> [ESERCIZI DA SVOLGERE]
1) Riscrivi in forma più breve il paragrafo della recensione di Somnia che comincia con "Sembra la storia di un X-Men", conservandone i fatti principali.
2) Trascrivi fedelmente il passo della recensione di Somnia che va da "E' un horror" a "ha appena accolto.".

> [BRANO DA LEGGERE]
Somnia - La Recensione

Sembra la storia di un X-Men: Cody, bambino di appena otto anni, ha il potere (da quando ancora era nella pancia della madre) di trasferire nella realtà che lo circonda ciò che il suo subconscio gli architetta nella mente durante il sonno, nel bene come nel male, sogni come incubi. Causa che lo porta, dopo la morte della madre biologica, a saltare di famiglia in famiglia, venendo sempre respinto e causando, involontariamente, incidenti spaventosi o tragedie. Eppure non si tratta di un mutante, Cody è un bambino comune, il suo universo - seppur contaminato da una componente soprannaturale - è comune, così come persino la sua tendenza a generare male e sofferenze è comune.

E' un horror psicologico infatti "Somnia", che analizza la tematica dell'elaborazione del lutto a vari livelli, prendendo in esame un bambino orfano che percepisce la realtà con la fantasia propria della sua età, e una famiglia, l'ultima a cui va in adozione, che lo accoglie in casa per cercare di superare la perdita prematura del loro figlio che, la madre più del padre, fatica ad accettare e a mettersi alle spalle. Ognuno sembra essere, dunque, la cura per l'altro: da un lato una madre che vuole recuperare fiducia nel ruolo, voltando pagina, e dall'altro un bambino dolce, educato e impaurito che vorrebbe solamente venire accettato per quello che è, dovesse costargli il sonno o, in alternativa, l'esaudire desideri logici, ma dannosi, richiesti da chi lo ha appena accolto.

> [MATERIALE FORNITO]
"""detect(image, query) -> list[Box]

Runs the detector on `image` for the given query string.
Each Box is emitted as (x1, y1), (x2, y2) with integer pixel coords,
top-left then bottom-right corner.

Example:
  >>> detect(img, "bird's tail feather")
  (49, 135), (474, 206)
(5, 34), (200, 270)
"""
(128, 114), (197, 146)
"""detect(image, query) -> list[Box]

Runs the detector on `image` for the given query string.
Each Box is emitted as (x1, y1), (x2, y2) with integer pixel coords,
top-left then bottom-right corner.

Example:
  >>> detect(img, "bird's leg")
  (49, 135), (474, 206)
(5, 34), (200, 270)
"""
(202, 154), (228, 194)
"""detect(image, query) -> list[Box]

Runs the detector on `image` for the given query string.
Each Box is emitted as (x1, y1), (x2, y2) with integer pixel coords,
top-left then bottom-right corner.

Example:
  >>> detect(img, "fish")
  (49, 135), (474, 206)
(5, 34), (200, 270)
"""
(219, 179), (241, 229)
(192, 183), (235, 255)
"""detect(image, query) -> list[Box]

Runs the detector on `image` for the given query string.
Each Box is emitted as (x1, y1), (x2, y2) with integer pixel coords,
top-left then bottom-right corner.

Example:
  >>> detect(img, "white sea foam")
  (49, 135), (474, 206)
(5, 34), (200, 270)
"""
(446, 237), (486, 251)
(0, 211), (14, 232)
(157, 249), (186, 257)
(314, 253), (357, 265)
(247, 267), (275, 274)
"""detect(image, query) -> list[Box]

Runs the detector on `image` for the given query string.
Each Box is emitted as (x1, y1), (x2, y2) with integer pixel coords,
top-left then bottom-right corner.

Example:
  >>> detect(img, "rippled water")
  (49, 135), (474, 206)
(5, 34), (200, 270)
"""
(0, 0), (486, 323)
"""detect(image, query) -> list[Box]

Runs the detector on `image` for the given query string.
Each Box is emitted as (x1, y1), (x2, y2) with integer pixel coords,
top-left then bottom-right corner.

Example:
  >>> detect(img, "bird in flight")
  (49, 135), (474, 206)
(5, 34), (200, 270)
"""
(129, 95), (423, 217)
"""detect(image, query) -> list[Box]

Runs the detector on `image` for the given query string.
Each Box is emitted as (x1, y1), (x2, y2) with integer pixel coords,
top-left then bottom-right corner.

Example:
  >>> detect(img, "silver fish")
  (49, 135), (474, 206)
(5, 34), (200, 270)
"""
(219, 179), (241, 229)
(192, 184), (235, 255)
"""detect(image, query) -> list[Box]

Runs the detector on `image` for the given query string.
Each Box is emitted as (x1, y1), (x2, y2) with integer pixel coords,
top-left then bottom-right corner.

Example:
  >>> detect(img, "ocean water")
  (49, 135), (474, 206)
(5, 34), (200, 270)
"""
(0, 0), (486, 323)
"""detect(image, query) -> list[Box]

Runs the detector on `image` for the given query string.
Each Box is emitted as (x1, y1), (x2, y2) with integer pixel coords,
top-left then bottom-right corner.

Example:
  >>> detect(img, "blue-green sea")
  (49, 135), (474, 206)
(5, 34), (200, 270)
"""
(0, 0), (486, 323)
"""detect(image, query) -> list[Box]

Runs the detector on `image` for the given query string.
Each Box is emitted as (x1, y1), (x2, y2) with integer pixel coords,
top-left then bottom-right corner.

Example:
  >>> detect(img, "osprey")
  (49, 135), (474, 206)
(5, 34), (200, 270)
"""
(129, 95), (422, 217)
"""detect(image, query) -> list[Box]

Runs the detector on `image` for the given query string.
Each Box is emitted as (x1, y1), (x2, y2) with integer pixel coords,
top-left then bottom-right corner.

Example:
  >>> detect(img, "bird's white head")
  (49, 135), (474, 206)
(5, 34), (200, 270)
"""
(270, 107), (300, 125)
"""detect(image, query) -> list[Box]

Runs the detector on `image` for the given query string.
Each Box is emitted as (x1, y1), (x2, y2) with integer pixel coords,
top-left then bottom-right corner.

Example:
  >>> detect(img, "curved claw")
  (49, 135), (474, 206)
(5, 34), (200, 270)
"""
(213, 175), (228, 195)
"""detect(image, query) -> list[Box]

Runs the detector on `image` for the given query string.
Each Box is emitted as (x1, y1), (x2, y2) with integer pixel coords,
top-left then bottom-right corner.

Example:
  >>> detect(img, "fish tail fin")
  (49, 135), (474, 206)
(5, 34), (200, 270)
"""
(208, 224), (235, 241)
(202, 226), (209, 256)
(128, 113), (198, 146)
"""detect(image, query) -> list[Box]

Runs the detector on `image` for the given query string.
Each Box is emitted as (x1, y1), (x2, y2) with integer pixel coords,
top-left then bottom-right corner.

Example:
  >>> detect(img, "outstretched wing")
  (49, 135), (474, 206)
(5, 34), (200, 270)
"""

> [SOLUZIONI DEGLI ESERCIZI]
1) La vicenda ricorda quella di un X-Men. Cody, un bambino di otto anni, ha fin da prima di nascere il potere di rendere reale ciò che il suo subconscio crea mentre dorme, sia sogni sia incubi. Per questo, dopo la morte della madre biologica, passa da una famiglia all'altra. Viene sempre respinto e provoca, senza volerlo, incidenti spaventosi o tragedie. Non è però un mutante. È un bambino comune, in un universo comune anche se toccato dal soprannaturale, e persino la sua tendenza a generare male e sofferenze è comune.

2)
E' un horror psicologico infatti "Somnia", che analizza la tematica dell'elaborazione del lutto a vari livelli, prendendo in esame un bambino orfano che percepisce la realtà con la fantasia propria della sua età, e una famiglia, l'ultima a cui va in adozione, che lo accoglie in casa per cercare di superare la perdita prematura del loro figlio che, la madre più del padre, fatica ad accettare e a mettersi alle spalle. Ognuno sembra essere, dunque, la cura per l'altro: da un lato una madre che vuole recuperare fiducia nel ruolo, voltando pagina, e dall'altro un bambino dolce, educato e impaurito che vorrebbe solamente venire accettato per quello che è, dovesse costargli il sonno o, in alternativa, l'esaudire desideri logici, ma dannosi, richiesti da chi lo ha appena accolto.